● Your objective
Render the lines of the entries below as a JSON list of strings, one string per line with blank lines omitted, starting at the line containing "Could you kindly segment every instance of the front" and ending at the last line of the entries.

● Dataset extract
********

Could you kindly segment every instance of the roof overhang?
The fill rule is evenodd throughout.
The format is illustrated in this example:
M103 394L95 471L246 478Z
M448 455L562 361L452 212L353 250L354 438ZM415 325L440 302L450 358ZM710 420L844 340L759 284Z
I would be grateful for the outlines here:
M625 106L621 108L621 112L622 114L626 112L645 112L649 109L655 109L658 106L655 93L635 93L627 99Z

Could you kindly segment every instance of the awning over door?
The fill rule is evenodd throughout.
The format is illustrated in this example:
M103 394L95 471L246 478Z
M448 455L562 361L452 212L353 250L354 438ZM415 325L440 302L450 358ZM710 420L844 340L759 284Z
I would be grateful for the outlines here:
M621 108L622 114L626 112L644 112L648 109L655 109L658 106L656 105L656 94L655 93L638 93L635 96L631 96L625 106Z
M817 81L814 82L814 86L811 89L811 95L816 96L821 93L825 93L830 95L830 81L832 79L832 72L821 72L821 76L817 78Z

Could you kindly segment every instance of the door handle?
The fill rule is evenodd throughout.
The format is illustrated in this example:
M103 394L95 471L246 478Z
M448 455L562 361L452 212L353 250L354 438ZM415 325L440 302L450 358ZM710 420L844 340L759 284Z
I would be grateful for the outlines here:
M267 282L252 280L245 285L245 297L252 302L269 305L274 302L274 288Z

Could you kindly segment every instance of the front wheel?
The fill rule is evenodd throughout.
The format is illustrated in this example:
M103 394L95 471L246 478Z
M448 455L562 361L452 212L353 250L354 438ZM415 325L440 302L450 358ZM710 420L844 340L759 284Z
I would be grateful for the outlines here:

********

● Solution to this exercise
[
  "Could you kindly segment every instance of the front wheel?",
  "The fill rule is evenodd throughout.",
  "The format is illustrated in this example:",
  "M103 394L95 471L246 478Z",
  "M448 455L562 361L452 212L353 250L354 438ZM415 325L440 302L450 358ZM710 420L844 340L759 284Z",
  "I would be grateful for the outlines here:"
]